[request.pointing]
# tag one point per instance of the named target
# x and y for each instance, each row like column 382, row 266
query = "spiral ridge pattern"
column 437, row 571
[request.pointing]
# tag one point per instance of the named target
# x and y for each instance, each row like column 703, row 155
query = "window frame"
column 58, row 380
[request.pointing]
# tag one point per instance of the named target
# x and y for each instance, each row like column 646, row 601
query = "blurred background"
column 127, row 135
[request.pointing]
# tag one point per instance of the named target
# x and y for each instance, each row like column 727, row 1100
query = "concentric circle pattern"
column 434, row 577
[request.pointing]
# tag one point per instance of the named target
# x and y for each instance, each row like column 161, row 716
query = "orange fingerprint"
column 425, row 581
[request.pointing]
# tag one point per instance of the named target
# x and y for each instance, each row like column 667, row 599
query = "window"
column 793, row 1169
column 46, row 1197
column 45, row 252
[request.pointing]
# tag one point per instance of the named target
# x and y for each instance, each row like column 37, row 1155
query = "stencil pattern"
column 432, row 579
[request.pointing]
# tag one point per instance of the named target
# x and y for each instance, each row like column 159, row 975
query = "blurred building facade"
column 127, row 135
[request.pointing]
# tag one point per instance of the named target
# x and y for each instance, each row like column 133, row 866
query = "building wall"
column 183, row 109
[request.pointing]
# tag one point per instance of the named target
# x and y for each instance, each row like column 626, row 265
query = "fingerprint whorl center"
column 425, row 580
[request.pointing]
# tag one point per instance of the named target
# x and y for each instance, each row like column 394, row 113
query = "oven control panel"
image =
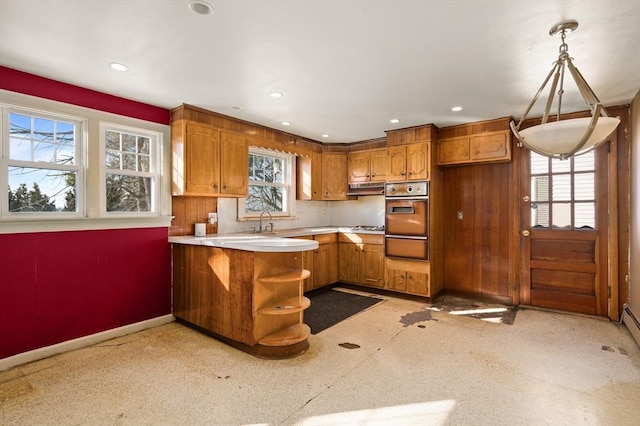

Goal
Gather every line in the records that contains the string "pattern", and copy each of those lines in full.

Answer to this problem
query = "spiral ridge pattern"
query = "concentric circle pattern"
query = "stencil pattern"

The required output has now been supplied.